Text ->
*****
The promise and consumer expectation of Daggerfall prompted enormous RPG-fan interest and support. Bethesda's America Online forum filled up with message-laden discussion folders labeled with topic 'Daggerfall'. Hundreds pre-ordered the game by phone and through Bethesda's Internet web site before it even neared completion. The RPG Newsgroups were swamped with chains of Daggerfall conversation. Loyal Elder Scrolls fan and former Bethesda employee Rich Glade even started an e-mail news list funded from his own pocket for the discussion of Daggerfall, Arena, and future Elder Scrolls installments.
Bethesda originally stated a vague (not public) release date of 1994. After allowing fans to bask in the glow of the Light they prayed was almost upon them, Bethesda promptly delayed it for several months. When the named months fell upon the world, Bethesda delayed the game 'til 1995. After several more delays, the pending release date reached January 1996. From there, that 'release date' slowly, sickeningly, and vexingly slinked from week to week, month to month Until it was finally set at August 1996. From there: August 30th. Beyond and finally: Mid September.
Thus best and most-famous RPG or not Daggerfall had already reached infamy as one of the most delayed titles in computer game history. Bethesda's ordinary and e-mail mailboxes were flooded with complaints, curses, moans, pleas, and threats of canceled orders. Tension grew on the Daggerfall news list; complaints became personal flames the e-mail term for personally and purposely insulting and agitating comments and threats toward Bethesda and other list-subscribers.
It wasn't until Daggerfall was finally released in the U.S. in September of 1996 first sent to those who had pre-ordered and a week or so later delivered to the shelves of retail stores that the 'Damn Bethesda! They're enjoying the torment their dragging us through!' complaints on the news-list itself returned to the discussion status.
The immediate issue was whether or not Daggerfall had reached consumer expectations. As the true CRPG-fan knows well, 1996 was debatably a terrible year for the CRPG market; the popular magazine PC Gamer wouldn't even name a 'Best RPG of the year.' for this very reason. Arena had been named by numerous magazines the best RPG of 1994; Thus was it hoped that the sequel would follow the footsteps of it's predecessor. So Is Daggerfall the best CRPG of 1996? Yes And no.
Daggerfall DOES live up to most of its specific promises. The game-world itself is enormous: Twice the size of Great Britain. It would take literally two weeks of real time for a player to cross the two provinces in the fantasy land of Tamriel Daggerfall is set in on foot. There are hundreds of enormous towns and dungeons, laden with NPC's, or 'Non-Player Characters' the player can 'interact' with. The '3-d' first-perspective graphics regardless of the fact that they're only VGA rather than SVGA are beyond stunning, mountains in particular. The SFX are great. The background music scores are many, varied, and fantastically pleasing to the ears and invaluable to the atmosphere of the game. The monsters and items are many. You can join guilds, make your own spells and items, embark on and complete innumerable quests. The game does offer the 'free-style' nonlinear vastness Bethesda promised: A player could spend anywhere from a hundred real-time hours to several years enjoying and completing the game's main and sub objectives.
So what's the problem? If Daggerfall is indeed such a game, how could it possibly be considered anything BUT the best CRPG ever released?
*****
Data entries ->
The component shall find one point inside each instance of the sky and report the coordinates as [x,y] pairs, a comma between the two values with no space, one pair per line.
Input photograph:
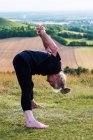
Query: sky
[45,5]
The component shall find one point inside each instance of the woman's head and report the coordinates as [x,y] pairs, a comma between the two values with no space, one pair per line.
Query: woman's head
[58,81]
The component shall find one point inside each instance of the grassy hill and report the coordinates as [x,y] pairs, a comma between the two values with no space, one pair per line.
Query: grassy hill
[70,117]
[6,22]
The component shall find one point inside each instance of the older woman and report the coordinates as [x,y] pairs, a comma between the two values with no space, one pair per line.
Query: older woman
[28,63]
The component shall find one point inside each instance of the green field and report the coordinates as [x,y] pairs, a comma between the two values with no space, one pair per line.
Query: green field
[89,42]
[70,117]
[5,22]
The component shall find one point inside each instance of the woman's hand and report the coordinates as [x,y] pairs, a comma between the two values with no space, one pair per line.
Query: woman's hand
[41,30]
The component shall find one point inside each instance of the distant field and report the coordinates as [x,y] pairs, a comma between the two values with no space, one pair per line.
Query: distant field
[84,57]
[85,40]
[71,56]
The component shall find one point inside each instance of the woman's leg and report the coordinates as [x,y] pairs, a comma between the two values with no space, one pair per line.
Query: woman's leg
[25,81]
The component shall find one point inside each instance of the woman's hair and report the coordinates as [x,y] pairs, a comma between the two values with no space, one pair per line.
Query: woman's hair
[60,84]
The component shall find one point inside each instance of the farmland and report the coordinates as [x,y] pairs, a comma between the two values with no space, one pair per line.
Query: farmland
[71,56]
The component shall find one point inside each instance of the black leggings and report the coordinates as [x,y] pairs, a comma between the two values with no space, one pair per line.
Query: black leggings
[24,77]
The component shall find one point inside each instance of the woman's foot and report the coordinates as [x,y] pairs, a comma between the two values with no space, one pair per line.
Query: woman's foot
[35,105]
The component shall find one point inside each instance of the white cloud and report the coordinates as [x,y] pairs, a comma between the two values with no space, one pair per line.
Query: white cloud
[38,5]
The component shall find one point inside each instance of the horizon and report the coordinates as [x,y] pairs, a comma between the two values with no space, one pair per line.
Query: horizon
[40,5]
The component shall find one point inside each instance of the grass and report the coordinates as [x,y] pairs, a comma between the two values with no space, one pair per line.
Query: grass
[84,57]
[70,117]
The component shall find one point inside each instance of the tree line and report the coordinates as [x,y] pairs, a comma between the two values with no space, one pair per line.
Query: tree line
[56,32]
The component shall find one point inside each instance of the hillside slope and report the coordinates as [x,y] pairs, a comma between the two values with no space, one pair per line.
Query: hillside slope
[10,47]
[5,22]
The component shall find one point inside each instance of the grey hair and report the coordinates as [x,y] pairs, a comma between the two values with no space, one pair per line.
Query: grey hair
[60,84]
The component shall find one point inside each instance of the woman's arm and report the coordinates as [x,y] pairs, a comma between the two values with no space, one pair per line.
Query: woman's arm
[48,42]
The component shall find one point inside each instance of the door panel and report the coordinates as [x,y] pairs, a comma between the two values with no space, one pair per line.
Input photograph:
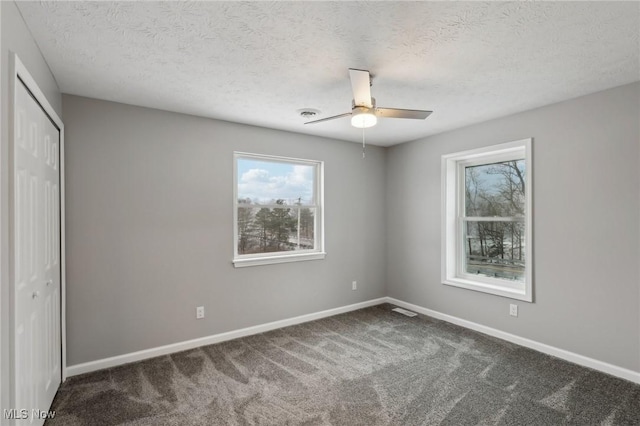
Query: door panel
[37,257]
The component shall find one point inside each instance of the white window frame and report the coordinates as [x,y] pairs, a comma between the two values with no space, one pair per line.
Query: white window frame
[317,253]
[453,247]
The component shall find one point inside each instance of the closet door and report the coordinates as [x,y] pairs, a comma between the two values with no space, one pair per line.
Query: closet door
[36,258]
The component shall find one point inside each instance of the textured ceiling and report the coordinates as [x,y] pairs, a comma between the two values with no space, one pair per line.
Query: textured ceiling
[260,62]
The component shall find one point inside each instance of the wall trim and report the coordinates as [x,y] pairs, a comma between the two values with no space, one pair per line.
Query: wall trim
[614,370]
[575,358]
[100,364]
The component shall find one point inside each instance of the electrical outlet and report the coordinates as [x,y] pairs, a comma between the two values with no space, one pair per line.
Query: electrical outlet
[200,312]
[513,310]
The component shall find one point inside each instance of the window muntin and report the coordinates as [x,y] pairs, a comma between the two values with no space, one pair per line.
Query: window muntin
[277,209]
[486,220]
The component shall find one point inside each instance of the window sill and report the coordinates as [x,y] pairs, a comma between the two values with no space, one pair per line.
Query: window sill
[499,290]
[270,260]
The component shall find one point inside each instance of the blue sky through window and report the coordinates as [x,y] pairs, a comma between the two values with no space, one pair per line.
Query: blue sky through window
[266,181]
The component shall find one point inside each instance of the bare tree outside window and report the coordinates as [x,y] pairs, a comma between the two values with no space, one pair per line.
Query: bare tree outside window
[494,220]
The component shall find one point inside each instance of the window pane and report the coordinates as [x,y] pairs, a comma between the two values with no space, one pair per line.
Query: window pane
[496,189]
[269,230]
[495,249]
[265,182]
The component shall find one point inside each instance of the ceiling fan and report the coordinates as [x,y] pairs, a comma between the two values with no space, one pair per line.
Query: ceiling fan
[364,112]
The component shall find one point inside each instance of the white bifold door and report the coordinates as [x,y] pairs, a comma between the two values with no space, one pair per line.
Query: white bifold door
[36,201]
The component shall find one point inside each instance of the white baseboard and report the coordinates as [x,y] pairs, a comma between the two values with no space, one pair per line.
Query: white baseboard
[611,369]
[88,367]
[614,370]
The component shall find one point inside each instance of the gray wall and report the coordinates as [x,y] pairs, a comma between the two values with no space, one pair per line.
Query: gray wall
[14,37]
[586,233]
[150,229]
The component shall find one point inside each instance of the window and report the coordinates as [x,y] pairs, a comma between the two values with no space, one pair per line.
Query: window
[487,220]
[277,210]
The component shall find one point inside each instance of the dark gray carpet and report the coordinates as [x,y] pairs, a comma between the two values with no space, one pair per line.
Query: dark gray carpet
[368,367]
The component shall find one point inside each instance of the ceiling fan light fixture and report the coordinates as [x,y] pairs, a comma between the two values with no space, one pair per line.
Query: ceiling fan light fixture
[362,118]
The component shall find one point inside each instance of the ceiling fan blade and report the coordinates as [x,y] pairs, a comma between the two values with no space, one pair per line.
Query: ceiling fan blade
[361,86]
[402,113]
[328,118]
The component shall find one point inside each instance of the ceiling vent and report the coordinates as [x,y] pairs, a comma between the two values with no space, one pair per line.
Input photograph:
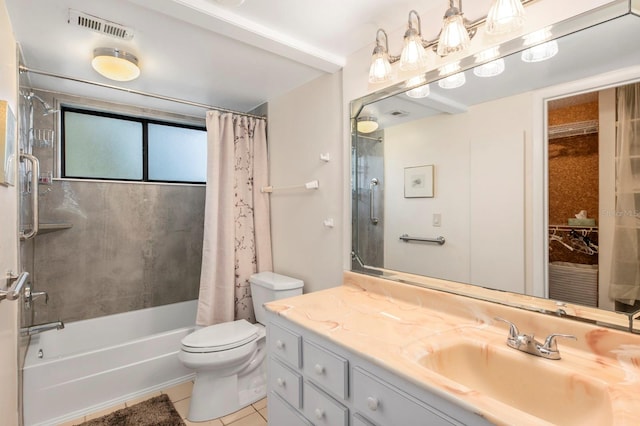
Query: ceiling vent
[99,25]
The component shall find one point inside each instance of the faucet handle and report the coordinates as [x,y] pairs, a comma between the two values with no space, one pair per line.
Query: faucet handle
[550,342]
[513,330]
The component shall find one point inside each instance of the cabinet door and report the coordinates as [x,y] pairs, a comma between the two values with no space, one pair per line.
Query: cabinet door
[282,414]
[386,405]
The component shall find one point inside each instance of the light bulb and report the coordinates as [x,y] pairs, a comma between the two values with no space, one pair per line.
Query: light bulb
[454,36]
[505,16]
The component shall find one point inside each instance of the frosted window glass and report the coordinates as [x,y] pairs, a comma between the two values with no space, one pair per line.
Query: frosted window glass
[177,154]
[102,147]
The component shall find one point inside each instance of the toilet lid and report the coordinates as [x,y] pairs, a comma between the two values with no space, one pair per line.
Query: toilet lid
[220,337]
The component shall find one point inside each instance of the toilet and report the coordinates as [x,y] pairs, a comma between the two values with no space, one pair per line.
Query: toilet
[229,358]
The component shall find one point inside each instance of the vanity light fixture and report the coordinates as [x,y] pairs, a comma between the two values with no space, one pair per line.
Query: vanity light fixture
[455,36]
[380,70]
[540,49]
[505,16]
[115,64]
[413,56]
[367,124]
[489,66]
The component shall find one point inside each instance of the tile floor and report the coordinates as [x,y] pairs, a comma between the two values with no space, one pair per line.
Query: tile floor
[253,415]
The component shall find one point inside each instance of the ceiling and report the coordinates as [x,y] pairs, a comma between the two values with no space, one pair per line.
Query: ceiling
[204,50]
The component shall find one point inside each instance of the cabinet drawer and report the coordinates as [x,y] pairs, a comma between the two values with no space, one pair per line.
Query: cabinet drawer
[358,420]
[322,409]
[280,413]
[286,383]
[386,405]
[286,344]
[326,369]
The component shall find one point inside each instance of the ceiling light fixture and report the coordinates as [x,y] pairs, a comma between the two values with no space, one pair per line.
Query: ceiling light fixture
[115,64]
[454,37]
[367,124]
[504,16]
*****
Instructions to follow -> Return the stretch of the Daggerfall review starting at "Thus best and" and ending at "and other list-subscribers.", word for word.

The answer ->
Thus best and most-famous RPG or not Daggerfall had already reached infamy as one of the most delayed titles in computer game history. Bethesda's ordinary and e-mail mailboxes were flooded with complaints, curses, moans, pleas, and threats of canceled orders. Tension grew on the Daggerfall news list; complaints became personal flames the e-mail term for personally and purposely insulting and agitating comments and threats toward Bethesda and other list-subscribers.